_Text under study_
Intercellular adhesion molecule 1 and beta2 integrins in C1q-stimulated superoxide production by human neutrophils: an example of a general regulatory mechanism governing acute inflammation.

Abstract

To investigate the role of intercellular adhesion molecule 1 (ICAM-1) and beta2 integrins in the production of superoxide (O2-) by C1q-stimulated human polymorphonuclear leukocytes (PMN). PMN were pretreated with F(ab')2 fragments of monoclonal antibodies (mAb) that blocked or did not block beta2 integrin-mediated adhesion. The cells were added to wells coated with C1q, and the production of O2- was monitored kinetically as a color change due to reduction of cytochrome c. In some experiments, C1q was co-immobilized with purified ICAM-1. Blocking mAb to the shared beta2 integrin subunit, CD18, completely inhibited the O2- response triggered by immobilized C1q, while blocking mAb to the alpha subunits of the beta2 integrins each partially blocked the O2- response. PMN treated with C1q were found to activate the beta2 integrins lymphocyte function-associated antigen 1 and CR3 for binding to ICAM-1. Co-immobilization of ICAM-1 with C1q cooperatively triggered O2- production by PMN. beta2 integrin binding to an ICAM provided an essential costimulatory signal for O2-production triggered by C1q in PMN. Our findings suggest a model for PMN activation in which 2 stimuli are required for O2- production: a first signal that also activates PMN beta2 integrins, followed by a second, beta2 integrin-mediated signal, which occurs physiologically upon PMN binding to ICAM-1. The requirement for this dual signal for PMN generation of O2- would serve as a regulatory mechanism to limit the production of O2- to a tissue environment where C1q, or some other stimulus, is colocalized with stromal cells bearing up-regulated ICAM-1. This mechanism may explain why all tissues can express ICAM-1 and may explain in part why inhibitors of tumor necrosis factor alpha, a major physiologic stimulus of ICAM-1 up-regulation, are potent antiinflammatory agents.

_Work order A_
In the neutrophil abstract, how was the production of O2- monitored?
_Work order B_
Write out the part of the neutrophil abstract starting at "Intercellular adhesion molecule 1 and" and ending at "governing acute inflammation.".
_Work order C_
Which abbreviations does the neutrophil abstract define in parentheses, and what does each stand for?

_Dataset_
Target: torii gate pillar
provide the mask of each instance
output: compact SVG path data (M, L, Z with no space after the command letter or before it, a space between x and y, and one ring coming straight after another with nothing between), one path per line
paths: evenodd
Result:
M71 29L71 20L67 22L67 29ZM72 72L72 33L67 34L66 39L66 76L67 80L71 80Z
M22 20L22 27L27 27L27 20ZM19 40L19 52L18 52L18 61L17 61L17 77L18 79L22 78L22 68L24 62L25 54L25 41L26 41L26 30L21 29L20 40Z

_Exercise response A_
It was monitored kinetically as a color change due to reduction of cytochrome c.

_Exercise response B_
Intercellular adhesion molecule 1 and beta2 integrins in C1q-stimulated superoxide production by human neutrophils: an example of a general regulatory mechanism governing acute inflammation.

_Exercise response C_
ICAM-1: intercellular adhesion molecule 1
O2-: superoxide
PMN: polymorphonuclear leukocytes
mAb: monoclonal antibodies